* WORK ORDER: From the news report on NHIS arrears below, list every service or condition that the report says is covered under the NHIS.

* EXCERPTED PASSAGE:
NHIS not owing service providers arrears for a year—CEO refutes claims
Dr Lydia Selby-Djane, the Chief Executive Officer (CEO) of the National Health Insurance Authority (NHIA), says the Authority’s Scheme does not owe service providers up to a year of arrears for services rendered to members on the scheme.
She said the Scheme for now owed service providers including private health facilities from September to December 2021, summing up to more than GHS360 million.
Dr Selby-Djane said: “I will therefore be surprised if a service provider says we owe them up to a year or from 2017 arrears or that their processes and payments have unduly delayed.
“So if they have facts to defend their case, they should pass through our right channels and email addresses, and we will investigate and address that,” she added.
She disclosed the current status of the NHIS claims payment in an engagement with the media in Accra, after media reports indicated that the Authority was turned away by Parliament, when they appeared to account and make claims for the next payment and that the Private Health Facilities Association of Ghana, threatened to withdraw its services partially to NHIS members if long-standing arrears were not settled.
The National Health Insurance Scheme (NHIS), established by the Government of Ghana in 2003, provides equitable access and financial coverage for basic health care services to Ghanaian citizens.
Speaking on the packages of the NHIS, the CEO said it had added family planning and child cancers to the areas covered, explaining that childhood cancers were 90 per cent curable unlike adult ones bringing the total cure rate for cancers in Ghana at 35 per cent.
Dr Selby-Djane, on linking the National Identification Card (Ghana Card) to the NHIS Card, said universal health coverage was about leaving no one behind, therefore, the more the health system and NHIS had data on those enrolled, the more they could design strategies to bring healthcare to the doorstep of everyone.
She cautioned men to desist from the attitude of ‘not being interested in going to the hospital,’ to enhance their life span.
“You wait until the situation is critical and we all wear black and go and sit somewhere and say gone too soon. Once we link your NHIS to the Ghana Card, we know who you are. Our data has shown that men of between 30 and 60 years old refuse to return to the hospital, once they are diagnosed of high blood pressure and sugar levels.
“Somehow the women when they are told come back for medication. That is why women have a long life expectancy, because they are more responsible.
“Hernia is part of the surgeries covered under the NHIS. So, our men, you have hernias, and you walk around with it until you cannot walk again. Right from the beginning, just get it done and be free,” she advised.
Dr Selby-Djane cautioned that non-communicable diseases had no signs or symptoms until it got too late, adding: “They are very silent killers, so let’s be health conscious, because we are tired of the gone too soon notices we’ve been seeing every time.”

* INFORMATION:
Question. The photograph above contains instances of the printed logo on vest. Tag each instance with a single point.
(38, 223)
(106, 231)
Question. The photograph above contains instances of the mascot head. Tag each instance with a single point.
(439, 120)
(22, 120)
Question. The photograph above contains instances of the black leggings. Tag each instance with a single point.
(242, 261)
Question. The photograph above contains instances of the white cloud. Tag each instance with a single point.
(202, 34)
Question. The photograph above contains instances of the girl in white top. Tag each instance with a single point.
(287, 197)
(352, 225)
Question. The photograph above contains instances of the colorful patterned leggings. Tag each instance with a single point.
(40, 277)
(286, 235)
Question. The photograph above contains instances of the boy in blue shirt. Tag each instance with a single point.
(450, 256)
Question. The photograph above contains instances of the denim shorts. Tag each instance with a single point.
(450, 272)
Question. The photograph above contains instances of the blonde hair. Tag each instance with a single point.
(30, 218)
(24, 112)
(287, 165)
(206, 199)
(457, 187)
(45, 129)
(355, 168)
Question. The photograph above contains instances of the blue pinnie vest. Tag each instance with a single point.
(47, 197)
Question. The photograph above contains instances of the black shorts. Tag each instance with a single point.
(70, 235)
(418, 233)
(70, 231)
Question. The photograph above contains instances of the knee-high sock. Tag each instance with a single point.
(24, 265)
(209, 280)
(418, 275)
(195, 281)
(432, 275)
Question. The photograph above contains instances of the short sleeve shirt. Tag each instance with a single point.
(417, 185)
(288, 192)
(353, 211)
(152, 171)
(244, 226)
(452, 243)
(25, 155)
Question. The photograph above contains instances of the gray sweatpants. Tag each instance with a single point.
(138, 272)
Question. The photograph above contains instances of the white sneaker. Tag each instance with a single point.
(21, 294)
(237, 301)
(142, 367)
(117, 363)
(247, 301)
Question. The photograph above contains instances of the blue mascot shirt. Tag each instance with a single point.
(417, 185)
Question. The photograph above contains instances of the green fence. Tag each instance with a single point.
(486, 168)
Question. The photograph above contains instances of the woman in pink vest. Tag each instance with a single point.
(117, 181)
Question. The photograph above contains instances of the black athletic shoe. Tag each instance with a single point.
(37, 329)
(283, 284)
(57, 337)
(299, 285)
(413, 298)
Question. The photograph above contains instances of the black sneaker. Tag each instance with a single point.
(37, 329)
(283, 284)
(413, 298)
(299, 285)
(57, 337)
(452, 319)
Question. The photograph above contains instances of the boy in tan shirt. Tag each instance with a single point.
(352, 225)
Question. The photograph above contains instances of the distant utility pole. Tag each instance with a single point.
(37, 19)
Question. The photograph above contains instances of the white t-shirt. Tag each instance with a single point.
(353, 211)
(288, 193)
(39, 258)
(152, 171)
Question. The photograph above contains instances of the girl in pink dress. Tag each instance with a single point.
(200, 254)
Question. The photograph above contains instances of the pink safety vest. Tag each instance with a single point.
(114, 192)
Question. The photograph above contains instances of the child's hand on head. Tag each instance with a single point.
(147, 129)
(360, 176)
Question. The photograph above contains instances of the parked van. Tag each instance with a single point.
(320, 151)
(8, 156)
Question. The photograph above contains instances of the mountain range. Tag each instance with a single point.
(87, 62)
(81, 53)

* TASK RESPONSE:
- Family planning
- Child cancers
- Hernia surgeries